Short task A -
In the July weather text, what temperature did Virginia reach on its hottest day on record?
Short task B -
Return the part of the July weather text between "Just thought you’d" and "of heat lightning.", inclusive.
Short task C -
List every phrase in the July weather text that names a form the lightning took.

━━━━━ Source document ━━━━━

Just thought you’d like to know.

Virginia’s hottest day on record thus far came on July 15, 1954 when the temperature hit 110 degrees Fahrenheit. And then there are the thunderstorms that come in the month of the Thunder Moon. Here in the South, July brings either gigantic frog stranglers or no rain at all, it seems. Case in point was last Friday night when the sky was continually lit up with flashes of heat lightning.

Streaks of lightning shot across the sky in bright oranges and yellows; sheets of light burst on the horizon…and all was quiet. The storm was too far away to be heard or to deliver any rain to us.

━━━━━ Records shown ━━━━━

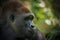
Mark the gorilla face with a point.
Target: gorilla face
(22, 24)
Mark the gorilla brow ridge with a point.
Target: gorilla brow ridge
(13, 6)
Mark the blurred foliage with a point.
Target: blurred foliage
(47, 17)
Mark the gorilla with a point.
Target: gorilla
(16, 22)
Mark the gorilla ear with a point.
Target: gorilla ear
(12, 17)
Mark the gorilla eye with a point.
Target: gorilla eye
(29, 18)
(12, 17)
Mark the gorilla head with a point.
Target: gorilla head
(17, 22)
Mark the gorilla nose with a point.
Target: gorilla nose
(32, 26)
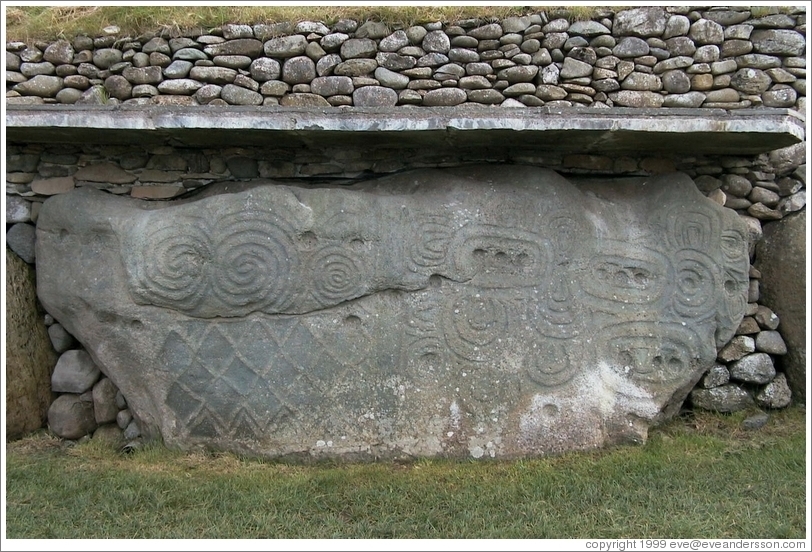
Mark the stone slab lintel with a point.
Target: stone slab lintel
(566, 130)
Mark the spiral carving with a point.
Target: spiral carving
(174, 271)
(255, 260)
(207, 267)
(338, 275)
(696, 284)
(473, 324)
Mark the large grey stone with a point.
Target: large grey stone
(374, 96)
(497, 310)
(642, 22)
(286, 46)
(71, 416)
(778, 42)
(754, 368)
(775, 394)
(29, 356)
(44, 86)
(20, 238)
(75, 372)
(725, 398)
(104, 401)
(781, 258)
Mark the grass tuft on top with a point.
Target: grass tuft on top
(699, 476)
(30, 23)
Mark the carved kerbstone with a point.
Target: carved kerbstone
(483, 311)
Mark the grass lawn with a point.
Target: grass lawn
(701, 476)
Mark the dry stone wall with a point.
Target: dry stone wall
(646, 57)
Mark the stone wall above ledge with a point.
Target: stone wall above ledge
(607, 130)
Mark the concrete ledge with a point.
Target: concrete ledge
(583, 130)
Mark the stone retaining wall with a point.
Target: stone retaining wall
(645, 57)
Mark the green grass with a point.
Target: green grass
(701, 477)
(28, 23)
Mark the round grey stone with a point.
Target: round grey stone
(107, 57)
(491, 31)
(71, 416)
(750, 81)
(250, 47)
(331, 86)
(237, 95)
(104, 401)
(333, 41)
(43, 86)
(485, 96)
(190, 54)
(391, 79)
(725, 398)
(588, 29)
(778, 42)
(522, 73)
(642, 22)
(732, 48)
(355, 67)
(775, 394)
(758, 61)
(574, 68)
(474, 82)
(753, 368)
(21, 238)
(634, 98)
(677, 25)
(213, 75)
(178, 69)
(118, 87)
(59, 52)
(298, 70)
(185, 87)
(716, 376)
(630, 47)
(393, 42)
(768, 341)
(123, 418)
(445, 97)
(132, 431)
(208, 93)
(706, 54)
(265, 69)
(705, 31)
(232, 61)
(68, 95)
(286, 46)
(756, 421)
(358, 48)
(676, 82)
(374, 96)
(463, 55)
(372, 29)
(75, 372)
(642, 81)
(436, 41)
(143, 75)
(326, 65)
(780, 97)
(737, 348)
(144, 91)
(395, 62)
(34, 69)
(303, 100)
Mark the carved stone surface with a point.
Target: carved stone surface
(482, 311)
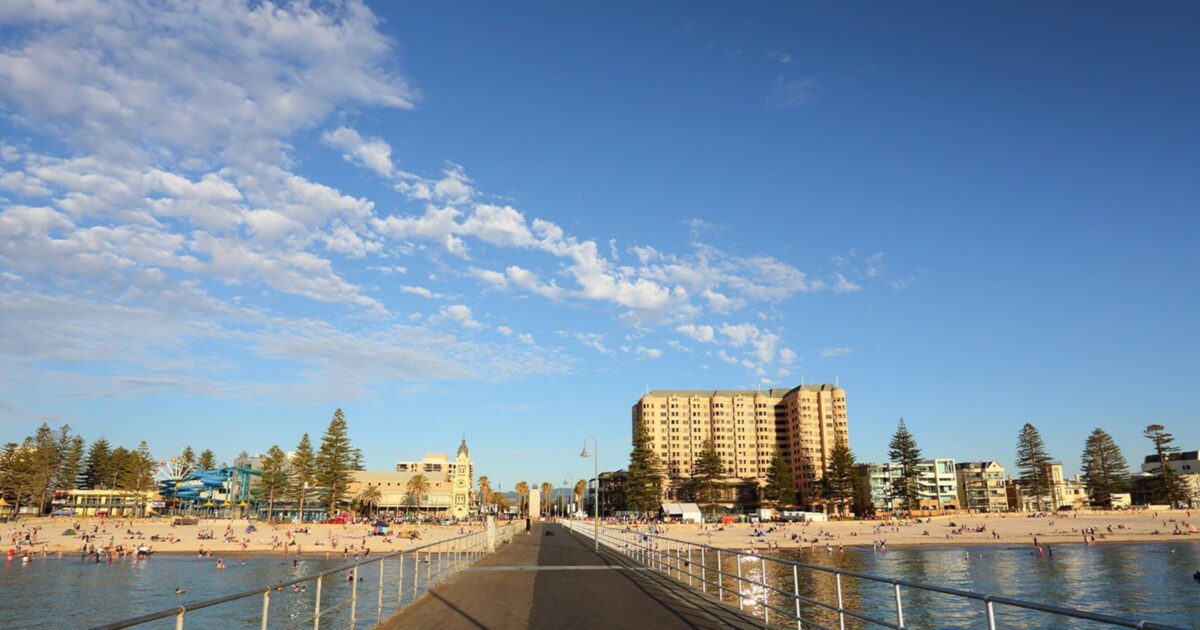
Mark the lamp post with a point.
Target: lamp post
(595, 503)
(303, 492)
(567, 484)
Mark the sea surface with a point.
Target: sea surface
(77, 594)
(1150, 581)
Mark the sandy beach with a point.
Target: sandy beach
(949, 531)
(282, 538)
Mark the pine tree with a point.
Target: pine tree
(643, 486)
(335, 460)
(17, 473)
(45, 459)
(187, 461)
(71, 466)
(300, 468)
(780, 486)
(1104, 468)
(838, 480)
(121, 469)
(96, 466)
(904, 451)
(1170, 490)
(1033, 462)
(863, 504)
(275, 479)
(708, 477)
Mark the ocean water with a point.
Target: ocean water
(1147, 581)
(71, 593)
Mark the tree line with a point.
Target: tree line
(844, 483)
(54, 461)
(57, 461)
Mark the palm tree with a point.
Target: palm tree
(501, 501)
(522, 489)
(485, 492)
(581, 486)
(369, 499)
(546, 489)
(418, 486)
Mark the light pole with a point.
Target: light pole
(595, 503)
(567, 481)
(303, 492)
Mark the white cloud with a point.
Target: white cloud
(786, 94)
(844, 286)
(592, 340)
(419, 291)
(461, 315)
(646, 354)
(702, 333)
(371, 153)
(280, 69)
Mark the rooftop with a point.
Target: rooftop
(773, 393)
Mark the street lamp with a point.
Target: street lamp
(303, 492)
(595, 504)
(567, 483)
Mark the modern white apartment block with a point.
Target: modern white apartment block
(936, 485)
(747, 427)
(981, 486)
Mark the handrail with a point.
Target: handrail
(475, 546)
(615, 535)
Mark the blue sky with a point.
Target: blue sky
(221, 221)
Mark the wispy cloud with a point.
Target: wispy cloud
(787, 94)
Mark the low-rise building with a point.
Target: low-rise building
(114, 503)
(936, 485)
(1062, 495)
(449, 485)
(981, 486)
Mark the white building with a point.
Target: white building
(936, 485)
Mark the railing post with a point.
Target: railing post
(720, 576)
(841, 616)
(316, 607)
(354, 597)
(766, 593)
(737, 558)
(689, 564)
(379, 605)
(796, 595)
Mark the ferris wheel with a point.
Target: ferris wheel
(168, 471)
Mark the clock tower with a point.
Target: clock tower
(460, 497)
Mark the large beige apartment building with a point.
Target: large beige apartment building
(747, 426)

━━━━━

Correct output A -
110 degrees Fahrenheit

Correct output B -
Just thought you’d like to know.

Virginia’s hottest day on record thus far came on July 15, 1954 when the temperature hit 110 degrees Fahrenheit. And then there are the thunderstorms that come in the month of the Thunder Moon. Here in the South, July brings either gigantic frog stranglers or no rain at all, it seems. Case in point was last Friday night when the sky was continually lit up with flashes of heat lightning.

Correct output C -
- flashes of heat lightning
- streaks of lightning
- sheets of light